— Start of RECORD LIST —

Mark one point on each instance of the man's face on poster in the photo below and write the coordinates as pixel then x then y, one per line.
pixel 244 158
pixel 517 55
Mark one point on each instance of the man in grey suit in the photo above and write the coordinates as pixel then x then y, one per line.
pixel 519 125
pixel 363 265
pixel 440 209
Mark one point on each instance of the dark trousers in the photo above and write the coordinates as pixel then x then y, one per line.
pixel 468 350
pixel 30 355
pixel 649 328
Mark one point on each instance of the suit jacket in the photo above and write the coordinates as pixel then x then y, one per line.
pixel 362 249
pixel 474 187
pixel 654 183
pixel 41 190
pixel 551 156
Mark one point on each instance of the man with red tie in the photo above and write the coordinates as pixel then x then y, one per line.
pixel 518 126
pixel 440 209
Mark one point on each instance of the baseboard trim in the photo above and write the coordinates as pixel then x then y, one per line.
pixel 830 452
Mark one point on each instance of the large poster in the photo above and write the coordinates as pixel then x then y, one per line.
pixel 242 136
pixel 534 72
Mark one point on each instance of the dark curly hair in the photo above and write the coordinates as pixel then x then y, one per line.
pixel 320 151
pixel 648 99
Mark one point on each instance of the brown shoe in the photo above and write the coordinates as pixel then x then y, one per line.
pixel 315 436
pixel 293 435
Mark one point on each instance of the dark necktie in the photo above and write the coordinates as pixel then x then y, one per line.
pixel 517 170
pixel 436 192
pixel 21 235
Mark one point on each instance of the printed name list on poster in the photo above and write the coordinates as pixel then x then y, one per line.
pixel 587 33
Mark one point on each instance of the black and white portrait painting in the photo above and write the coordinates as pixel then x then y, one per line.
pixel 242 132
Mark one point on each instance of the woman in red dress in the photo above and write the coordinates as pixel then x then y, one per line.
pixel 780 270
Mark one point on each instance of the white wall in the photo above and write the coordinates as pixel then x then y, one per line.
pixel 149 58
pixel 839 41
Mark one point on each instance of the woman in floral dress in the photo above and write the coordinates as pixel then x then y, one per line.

— End of RECORD LIST —

INSTRUCTIONS FOR THE TASK:
Rewrite the listing above with every occurrence of "one per line" changed to "one per row", keeping everything else the same.

RESPONSE:
Mark one point on each instance of the man's face on poster in the photo below and write the coordinates as pixel then x then y, one per row.
pixel 244 158
pixel 517 55
Mark one point on each instance of the man in grey suit in the photo above and write the coordinates as pixel then x then y, one per row.
pixel 519 125
pixel 363 265
pixel 440 209
Mark one point on each instance of the dark trousers in the photo above and write the coordinates as pixel then x then y, one per row.
pixel 468 350
pixel 30 355
pixel 649 328
Mark one point on each instance of the suit jacket in the photo above and write the coordinates as pixel then x then y, one per row.
pixel 362 249
pixel 474 187
pixel 654 183
pixel 41 190
pixel 551 156
Mark one point on each instance of the man with red tie in the photo above and write the coordinates as pixel then x then y, one per row.
pixel 518 126
pixel 440 209
Mark one point on each instance of the baseboard trim in the photo above and write the coordinates as pixel then x then y, one per row.
pixel 830 452
Mark one point on each instance of the large poster in the photo above and write the coordinates as pixel then x then y, one per row.
pixel 242 136
pixel 534 72
Mark one point on each instance of the dark curly hair in the photo above and write the coordinates as pixel then x then y, one per row.
pixel 320 151
pixel 648 99
Mark one point on each instance of the brown shoe in the photo above and write the coordinates as pixel then x then y, one per row.
pixel 315 436
pixel 293 435
Mark one point on each instance of the dark necktie in the photo above and write the coordinates as pixel then x then y, one per row.
pixel 517 170
pixel 436 192
pixel 21 235
Mark one point on each instance of the printed name list on poster in the photo above and write the coordinates as pixel then x then y, one per row.
pixel 587 33
Mark one point on each instance of the black and white portrait painting in the photo above and write the coordinates as pixel then x then y, one per row.
pixel 242 132
Mark one point on each instance of the woman in red dress in the photo above and write the coordinates as pixel then x then y, one per row.
pixel 780 270
Mark one point on each instance of the white wall in the photo above and write the coordinates as pixel then x then y, one per row.
pixel 149 58
pixel 839 41
Mark one point on each instance of the woman in floral dress in the photo above and write the coordinates as pixel then x then y, one per row.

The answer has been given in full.